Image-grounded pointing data
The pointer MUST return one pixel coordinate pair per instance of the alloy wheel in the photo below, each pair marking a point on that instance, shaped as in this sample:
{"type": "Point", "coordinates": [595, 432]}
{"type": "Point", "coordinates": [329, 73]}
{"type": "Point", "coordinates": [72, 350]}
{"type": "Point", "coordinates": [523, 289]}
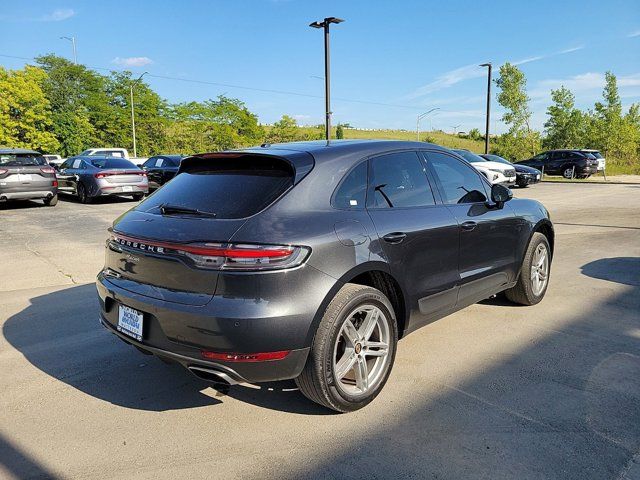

» **INSTRUCTIONS FOR THE TASK**
Would you print all of the entries exactly, omitting any image?

» **ANSWER AREA**
The pointer MUST return one pixel coordinate pair per instance of the alloy wheel in the photo below, each pair marking a point on that instance, shaped as in this sample:
{"type": "Point", "coordinates": [595, 432]}
{"type": "Point", "coordinates": [329, 73]}
{"type": "Point", "coordinates": [72, 350]}
{"type": "Point", "coordinates": [523, 289]}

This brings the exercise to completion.